++++ RECORDS FOR PROCESSING ++++

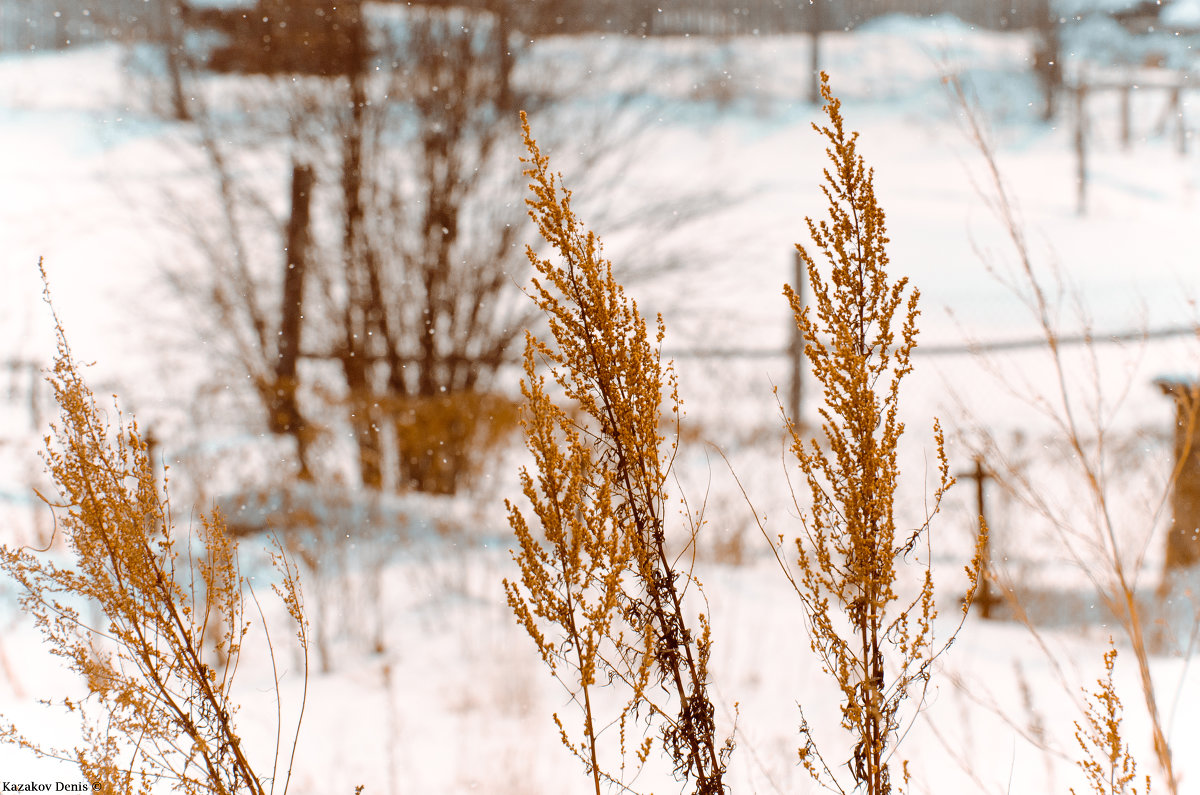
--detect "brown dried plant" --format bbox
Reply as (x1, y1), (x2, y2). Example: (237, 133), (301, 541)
(0, 274), (308, 795)
(768, 74), (983, 795)
(505, 115), (733, 795)
(946, 76), (1180, 795)
(1070, 639), (1150, 795)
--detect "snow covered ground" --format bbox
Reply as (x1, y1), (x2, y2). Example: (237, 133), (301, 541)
(0, 7), (1200, 795)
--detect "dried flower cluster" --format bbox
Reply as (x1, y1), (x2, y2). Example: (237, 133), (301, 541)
(769, 74), (983, 795)
(0, 275), (307, 795)
(505, 115), (732, 795)
(1070, 639), (1150, 795)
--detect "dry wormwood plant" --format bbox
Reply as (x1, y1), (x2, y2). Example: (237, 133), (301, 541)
(504, 115), (733, 795)
(768, 73), (983, 795)
(1070, 639), (1150, 795)
(0, 283), (308, 795)
(947, 78), (1180, 795)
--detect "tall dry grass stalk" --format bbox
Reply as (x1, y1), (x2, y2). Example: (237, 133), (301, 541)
(0, 273), (308, 795)
(947, 78), (1180, 795)
(504, 115), (733, 795)
(764, 73), (985, 795)
(1070, 638), (1150, 795)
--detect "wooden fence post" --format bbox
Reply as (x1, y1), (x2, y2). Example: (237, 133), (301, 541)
(270, 163), (316, 480)
(955, 455), (1000, 618)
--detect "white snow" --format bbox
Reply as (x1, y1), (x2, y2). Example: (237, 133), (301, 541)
(0, 12), (1200, 795)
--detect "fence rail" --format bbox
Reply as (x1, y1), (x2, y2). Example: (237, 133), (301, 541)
(0, 0), (170, 53)
(0, 0), (1048, 52)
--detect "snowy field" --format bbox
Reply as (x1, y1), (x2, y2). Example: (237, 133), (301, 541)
(0, 7), (1200, 795)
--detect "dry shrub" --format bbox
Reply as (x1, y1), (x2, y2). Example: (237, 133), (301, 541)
(0, 274), (307, 795)
(505, 115), (733, 795)
(763, 73), (986, 795)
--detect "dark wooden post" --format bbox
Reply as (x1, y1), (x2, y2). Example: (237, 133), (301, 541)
(955, 455), (1000, 618)
(270, 163), (314, 480)
(787, 251), (808, 428)
(1154, 378), (1200, 578)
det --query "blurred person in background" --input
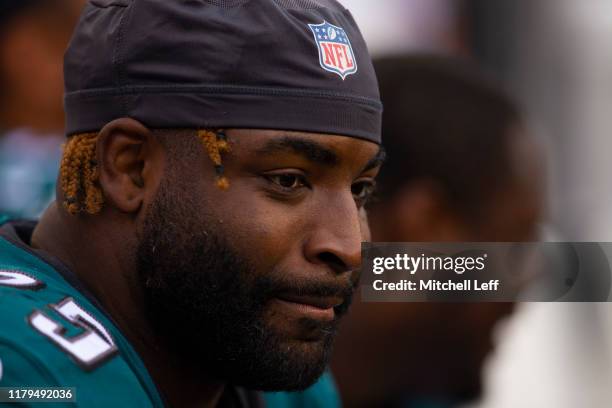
[332,55,545,408]
[0,0,84,217]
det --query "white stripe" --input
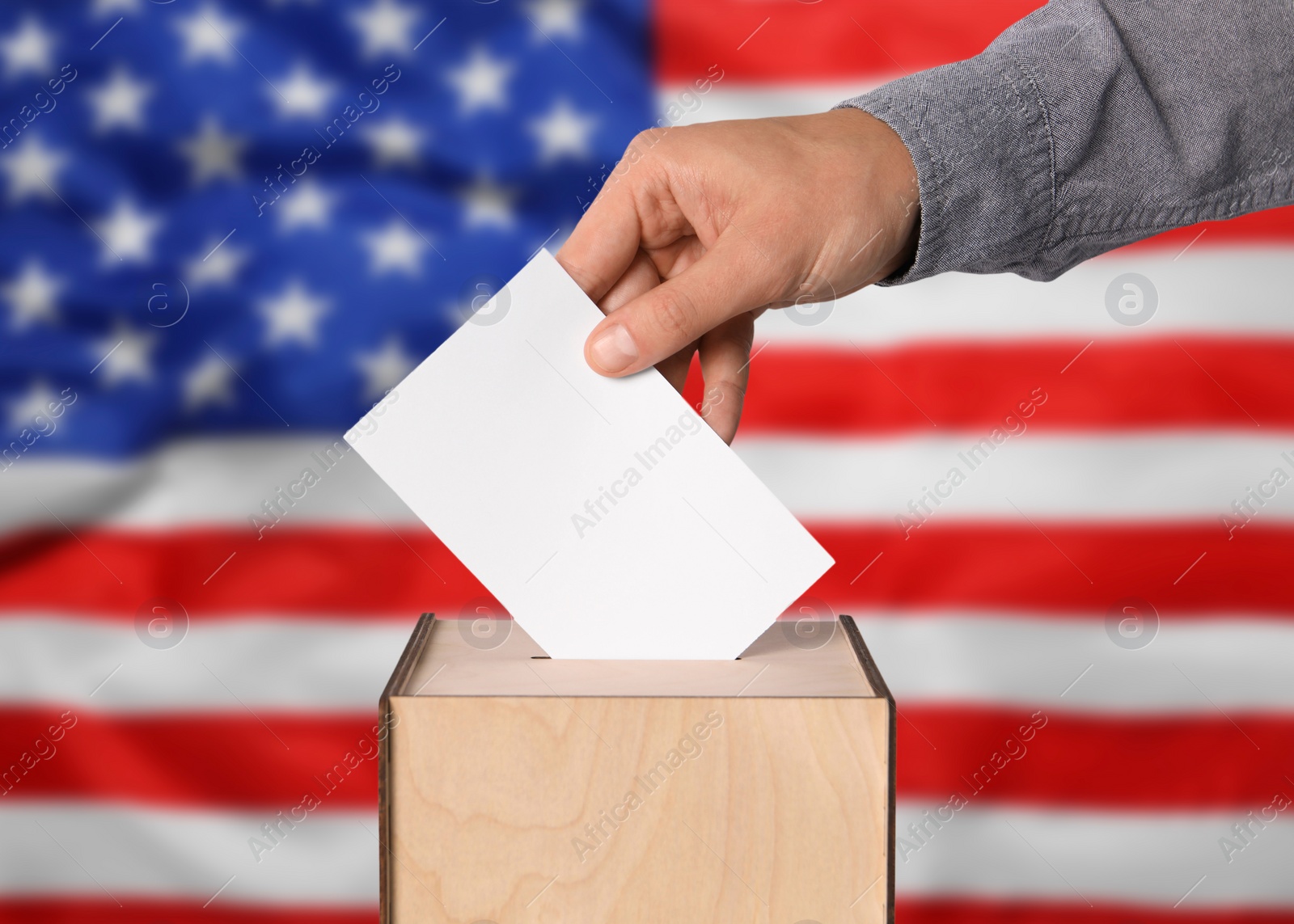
[656,75,885,127]
[0,797,1294,909]
[755,249,1294,347]
[736,429,1294,517]
[0,433,417,536]
[844,607,1294,714]
[895,797,1294,913]
[0,610,1294,718]
[0,427,1294,536]
[0,616,416,713]
[0,797,378,911]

++++

GIVEN REQUEST =>
Gather every line of the material above that contains the string "post", and list those lines in their original order.

SOLUTION TO THE PROBLEM =>
--detect "wooden fence post" --format bbox
--detect "dark wooden post" --format bbox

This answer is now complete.